Records for the task:
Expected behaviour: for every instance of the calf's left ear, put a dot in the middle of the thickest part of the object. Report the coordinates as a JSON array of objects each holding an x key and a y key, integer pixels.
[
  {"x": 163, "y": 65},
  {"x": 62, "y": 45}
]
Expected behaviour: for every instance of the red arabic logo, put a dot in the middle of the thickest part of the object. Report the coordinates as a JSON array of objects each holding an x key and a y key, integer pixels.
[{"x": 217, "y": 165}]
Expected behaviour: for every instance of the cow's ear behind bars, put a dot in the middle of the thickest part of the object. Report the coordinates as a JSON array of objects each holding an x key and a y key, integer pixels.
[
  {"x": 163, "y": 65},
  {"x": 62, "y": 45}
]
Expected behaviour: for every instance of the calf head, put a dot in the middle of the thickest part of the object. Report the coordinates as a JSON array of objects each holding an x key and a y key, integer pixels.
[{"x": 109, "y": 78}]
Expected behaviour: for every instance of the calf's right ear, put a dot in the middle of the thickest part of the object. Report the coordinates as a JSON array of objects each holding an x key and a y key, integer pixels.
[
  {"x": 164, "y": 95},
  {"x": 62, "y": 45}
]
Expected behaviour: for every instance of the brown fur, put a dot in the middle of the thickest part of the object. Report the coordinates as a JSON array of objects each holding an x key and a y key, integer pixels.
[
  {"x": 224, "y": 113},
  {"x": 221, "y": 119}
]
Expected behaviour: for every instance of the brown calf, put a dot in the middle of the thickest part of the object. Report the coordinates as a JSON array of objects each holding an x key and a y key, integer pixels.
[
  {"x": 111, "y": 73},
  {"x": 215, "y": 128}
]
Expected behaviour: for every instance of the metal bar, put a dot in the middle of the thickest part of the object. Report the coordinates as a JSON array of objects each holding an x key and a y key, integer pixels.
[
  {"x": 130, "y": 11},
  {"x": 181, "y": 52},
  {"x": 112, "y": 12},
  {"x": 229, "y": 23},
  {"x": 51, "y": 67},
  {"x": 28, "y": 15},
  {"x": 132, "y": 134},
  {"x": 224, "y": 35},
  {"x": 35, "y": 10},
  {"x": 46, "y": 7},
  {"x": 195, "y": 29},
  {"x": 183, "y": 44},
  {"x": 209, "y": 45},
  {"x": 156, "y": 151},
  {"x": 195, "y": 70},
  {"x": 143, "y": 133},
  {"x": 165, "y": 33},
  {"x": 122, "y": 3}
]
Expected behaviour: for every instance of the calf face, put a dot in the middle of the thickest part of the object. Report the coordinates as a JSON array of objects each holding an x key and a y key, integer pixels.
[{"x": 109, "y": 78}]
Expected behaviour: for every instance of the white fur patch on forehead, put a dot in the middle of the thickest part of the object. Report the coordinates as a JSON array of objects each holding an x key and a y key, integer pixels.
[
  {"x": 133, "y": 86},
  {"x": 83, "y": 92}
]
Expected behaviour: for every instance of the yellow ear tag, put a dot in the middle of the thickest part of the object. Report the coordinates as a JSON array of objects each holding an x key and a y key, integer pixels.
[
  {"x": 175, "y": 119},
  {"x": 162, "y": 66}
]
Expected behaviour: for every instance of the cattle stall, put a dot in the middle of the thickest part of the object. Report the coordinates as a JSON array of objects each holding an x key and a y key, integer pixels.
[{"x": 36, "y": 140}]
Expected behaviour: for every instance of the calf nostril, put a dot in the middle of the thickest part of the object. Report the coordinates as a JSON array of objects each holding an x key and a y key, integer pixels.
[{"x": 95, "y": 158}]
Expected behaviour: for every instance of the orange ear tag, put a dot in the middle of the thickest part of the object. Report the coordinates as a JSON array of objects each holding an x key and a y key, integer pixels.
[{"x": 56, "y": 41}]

What is expected:
Beginning at the line with "Expected behaviour: for every instance of the orange", write out each line exactly as it stands until the listing ends, and add nothing.

Result of the exercise:
Expected behaviour: for every instance of the orange ear tag, put a dot in the middle of the thickest part of the object. Report the coordinates as a JSON array of objects each holding an x key and a y key, integer pixels.
[{"x": 56, "y": 41}]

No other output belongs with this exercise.